[Challenge]
Please rewrite the entries from the line containing "If you could put a dot on the bare" through the end of the entries, substituting "bird's talon" for "bird's claw" and leaving everything else unchanged. Omit the pictures from your copy.

# # #

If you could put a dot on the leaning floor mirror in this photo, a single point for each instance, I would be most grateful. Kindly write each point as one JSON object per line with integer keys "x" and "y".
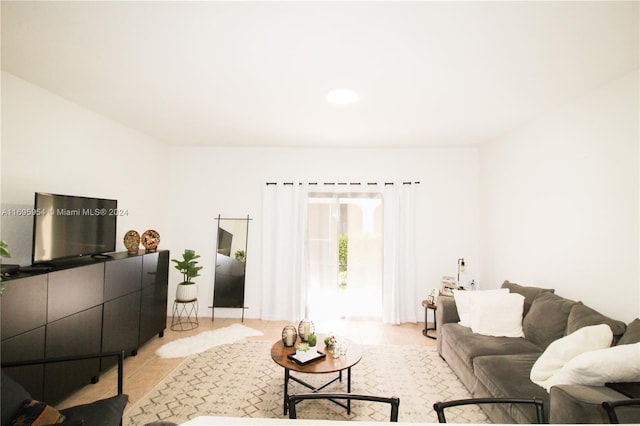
{"x": 230, "y": 261}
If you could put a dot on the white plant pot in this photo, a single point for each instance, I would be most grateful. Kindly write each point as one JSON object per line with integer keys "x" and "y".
{"x": 186, "y": 293}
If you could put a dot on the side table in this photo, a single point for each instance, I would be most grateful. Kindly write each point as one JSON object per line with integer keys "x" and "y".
{"x": 427, "y": 305}
{"x": 185, "y": 315}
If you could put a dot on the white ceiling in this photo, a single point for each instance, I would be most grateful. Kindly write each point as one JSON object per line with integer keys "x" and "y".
{"x": 256, "y": 73}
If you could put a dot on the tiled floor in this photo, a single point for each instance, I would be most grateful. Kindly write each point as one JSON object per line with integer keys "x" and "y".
{"x": 145, "y": 370}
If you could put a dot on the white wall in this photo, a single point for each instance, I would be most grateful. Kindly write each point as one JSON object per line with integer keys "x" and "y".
{"x": 52, "y": 145}
{"x": 560, "y": 202}
{"x": 207, "y": 182}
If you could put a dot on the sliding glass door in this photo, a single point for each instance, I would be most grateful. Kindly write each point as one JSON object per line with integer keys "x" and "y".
{"x": 344, "y": 264}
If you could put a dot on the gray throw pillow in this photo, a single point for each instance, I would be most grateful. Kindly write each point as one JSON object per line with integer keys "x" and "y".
{"x": 547, "y": 319}
{"x": 632, "y": 334}
{"x": 583, "y": 316}
{"x": 529, "y": 293}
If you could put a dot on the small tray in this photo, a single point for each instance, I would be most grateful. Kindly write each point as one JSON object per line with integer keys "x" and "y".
{"x": 306, "y": 359}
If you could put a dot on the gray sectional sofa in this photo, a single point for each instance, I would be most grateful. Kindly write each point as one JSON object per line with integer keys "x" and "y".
{"x": 500, "y": 366}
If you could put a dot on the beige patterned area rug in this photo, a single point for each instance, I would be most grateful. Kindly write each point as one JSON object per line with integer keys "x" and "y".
{"x": 241, "y": 380}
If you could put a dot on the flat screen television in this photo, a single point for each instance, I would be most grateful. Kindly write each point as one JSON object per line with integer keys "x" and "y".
{"x": 66, "y": 226}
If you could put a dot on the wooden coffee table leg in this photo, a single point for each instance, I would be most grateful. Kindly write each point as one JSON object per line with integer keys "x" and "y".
{"x": 286, "y": 390}
{"x": 348, "y": 390}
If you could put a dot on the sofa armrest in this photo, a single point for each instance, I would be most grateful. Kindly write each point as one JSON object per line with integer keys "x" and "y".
{"x": 583, "y": 404}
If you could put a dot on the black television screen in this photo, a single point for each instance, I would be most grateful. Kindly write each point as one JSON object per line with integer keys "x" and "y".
{"x": 67, "y": 226}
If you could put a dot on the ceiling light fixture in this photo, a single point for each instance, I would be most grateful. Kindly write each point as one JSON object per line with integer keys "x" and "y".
{"x": 342, "y": 97}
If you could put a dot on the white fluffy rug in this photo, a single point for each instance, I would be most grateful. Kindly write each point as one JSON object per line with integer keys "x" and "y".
{"x": 206, "y": 340}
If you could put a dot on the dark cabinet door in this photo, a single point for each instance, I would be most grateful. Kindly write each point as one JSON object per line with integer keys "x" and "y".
{"x": 74, "y": 290}
{"x": 153, "y": 307}
{"x": 121, "y": 324}
{"x": 122, "y": 276}
{"x": 77, "y": 334}
{"x": 29, "y": 345}
{"x": 24, "y": 305}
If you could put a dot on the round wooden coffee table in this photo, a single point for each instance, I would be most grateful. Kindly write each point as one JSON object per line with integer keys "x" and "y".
{"x": 327, "y": 364}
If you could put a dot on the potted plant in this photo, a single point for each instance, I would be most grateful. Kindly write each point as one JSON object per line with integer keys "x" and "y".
{"x": 187, "y": 290}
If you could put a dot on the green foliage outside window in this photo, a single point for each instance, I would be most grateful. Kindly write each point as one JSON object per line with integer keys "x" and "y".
{"x": 342, "y": 252}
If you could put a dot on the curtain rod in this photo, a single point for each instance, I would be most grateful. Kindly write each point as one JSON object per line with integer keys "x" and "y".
{"x": 345, "y": 183}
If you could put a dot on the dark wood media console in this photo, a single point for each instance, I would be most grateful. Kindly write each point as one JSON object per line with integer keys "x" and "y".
{"x": 83, "y": 307}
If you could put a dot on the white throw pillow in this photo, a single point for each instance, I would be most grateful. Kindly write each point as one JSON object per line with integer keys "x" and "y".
{"x": 563, "y": 350}
{"x": 595, "y": 368}
{"x": 498, "y": 314}
{"x": 465, "y": 302}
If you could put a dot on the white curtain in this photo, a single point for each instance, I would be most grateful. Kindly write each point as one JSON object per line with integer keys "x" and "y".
{"x": 284, "y": 231}
{"x": 399, "y": 297}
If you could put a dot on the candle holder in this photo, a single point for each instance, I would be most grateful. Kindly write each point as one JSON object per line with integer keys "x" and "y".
{"x": 305, "y": 328}
{"x": 289, "y": 336}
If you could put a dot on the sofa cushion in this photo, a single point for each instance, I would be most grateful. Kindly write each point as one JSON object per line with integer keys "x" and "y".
{"x": 631, "y": 334}
{"x": 582, "y": 316}
{"x": 529, "y": 293}
{"x": 469, "y": 345}
{"x": 563, "y": 350}
{"x": 104, "y": 412}
{"x": 507, "y": 376}
{"x": 13, "y": 396}
{"x": 499, "y": 315}
{"x": 547, "y": 319}
{"x": 467, "y": 302}
{"x": 595, "y": 368}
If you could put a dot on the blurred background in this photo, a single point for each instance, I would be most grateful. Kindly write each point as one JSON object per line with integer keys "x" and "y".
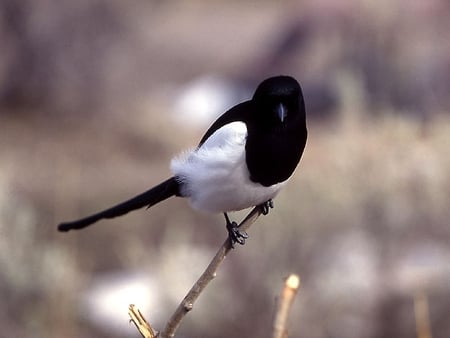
{"x": 97, "y": 96}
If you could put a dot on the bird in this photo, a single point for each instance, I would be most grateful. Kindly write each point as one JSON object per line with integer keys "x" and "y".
{"x": 243, "y": 160}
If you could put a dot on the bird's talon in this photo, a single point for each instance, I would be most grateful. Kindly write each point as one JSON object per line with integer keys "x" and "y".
{"x": 235, "y": 235}
{"x": 266, "y": 206}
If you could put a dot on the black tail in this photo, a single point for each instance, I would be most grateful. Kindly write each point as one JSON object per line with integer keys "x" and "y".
{"x": 151, "y": 197}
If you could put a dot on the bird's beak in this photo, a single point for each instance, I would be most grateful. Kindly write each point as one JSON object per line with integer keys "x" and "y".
{"x": 281, "y": 112}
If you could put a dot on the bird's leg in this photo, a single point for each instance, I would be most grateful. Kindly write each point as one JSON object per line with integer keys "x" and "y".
{"x": 266, "y": 206}
{"x": 234, "y": 235}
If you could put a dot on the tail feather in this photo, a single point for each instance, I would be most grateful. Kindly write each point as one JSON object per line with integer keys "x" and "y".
{"x": 149, "y": 198}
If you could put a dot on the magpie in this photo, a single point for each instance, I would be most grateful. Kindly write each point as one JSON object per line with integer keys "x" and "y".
{"x": 243, "y": 160}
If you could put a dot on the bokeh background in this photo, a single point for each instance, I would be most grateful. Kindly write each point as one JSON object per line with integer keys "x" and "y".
{"x": 96, "y": 97}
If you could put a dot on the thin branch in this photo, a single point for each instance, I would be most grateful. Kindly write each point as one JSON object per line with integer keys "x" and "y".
{"x": 290, "y": 288}
{"x": 188, "y": 302}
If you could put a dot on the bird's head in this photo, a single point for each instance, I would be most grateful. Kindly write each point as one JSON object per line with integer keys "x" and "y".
{"x": 279, "y": 99}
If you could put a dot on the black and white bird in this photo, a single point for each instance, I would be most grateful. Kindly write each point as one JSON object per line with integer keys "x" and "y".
{"x": 243, "y": 160}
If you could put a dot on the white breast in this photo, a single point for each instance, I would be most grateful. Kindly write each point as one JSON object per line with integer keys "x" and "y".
{"x": 215, "y": 176}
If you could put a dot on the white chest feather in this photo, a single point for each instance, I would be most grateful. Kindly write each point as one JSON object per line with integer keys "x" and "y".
{"x": 215, "y": 176}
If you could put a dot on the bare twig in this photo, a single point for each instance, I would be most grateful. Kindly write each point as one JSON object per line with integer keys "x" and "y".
{"x": 141, "y": 324}
{"x": 291, "y": 285}
{"x": 422, "y": 314}
{"x": 188, "y": 302}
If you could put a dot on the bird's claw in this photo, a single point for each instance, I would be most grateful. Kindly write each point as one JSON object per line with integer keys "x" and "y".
{"x": 266, "y": 206}
{"x": 235, "y": 235}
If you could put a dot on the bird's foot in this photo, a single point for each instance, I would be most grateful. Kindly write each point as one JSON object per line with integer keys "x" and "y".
{"x": 234, "y": 234}
{"x": 266, "y": 206}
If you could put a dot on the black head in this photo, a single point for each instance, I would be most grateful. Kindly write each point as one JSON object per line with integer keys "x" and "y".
{"x": 276, "y": 130}
{"x": 279, "y": 99}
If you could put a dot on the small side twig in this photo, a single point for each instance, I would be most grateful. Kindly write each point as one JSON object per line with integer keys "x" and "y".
{"x": 141, "y": 324}
{"x": 188, "y": 302}
{"x": 284, "y": 303}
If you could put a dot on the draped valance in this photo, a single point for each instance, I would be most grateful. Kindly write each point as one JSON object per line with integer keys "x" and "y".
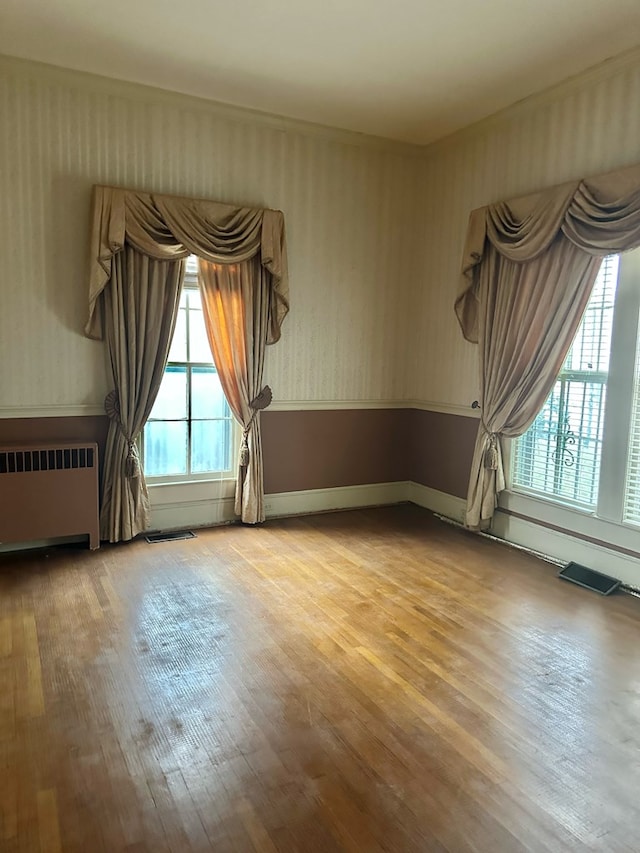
{"x": 599, "y": 215}
{"x": 169, "y": 228}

# # #

[Response]
If you could put a dot on the bare twig in this photo, a single point for each instance, I would be most grateful. Kindly write each point as one JSON object per line with integer keys "x" and "y".
{"x": 141, "y": 324}
{"x": 291, "y": 285}
{"x": 422, "y": 314}
{"x": 188, "y": 302}
If you could put a dot on the bird's talon in this photo, a single point for each instance, I would be most grateful. Kindly write each point as one JSON object per line with integer keys "x" and "y".
{"x": 266, "y": 206}
{"x": 235, "y": 235}
If you could put a dot on the bird's foot in this photo, a single point for each instance, I would be most grateful. Kindly write each point as one JSON object per line with integer keys "x" and "y".
{"x": 234, "y": 234}
{"x": 266, "y": 206}
If you could put a dot on the black head in this photo, a single point for each instance, I would be most grateful. Kindly write each point as one JSON object per line with integer keys "x" and "y".
{"x": 276, "y": 130}
{"x": 279, "y": 99}
If you could put a dot on the small side twig in this photo, a single point for each instance, I would be most grateful. Kindly write each point as one JSON object per line with integer keys "x" and "y".
{"x": 141, "y": 324}
{"x": 188, "y": 302}
{"x": 284, "y": 303}
If you could put a dot on the draped valance in this photo, a single point for each instance, I would be most grateful. Kindly write each point as one JSON object per line with integer keys "x" and "y".
{"x": 599, "y": 215}
{"x": 169, "y": 228}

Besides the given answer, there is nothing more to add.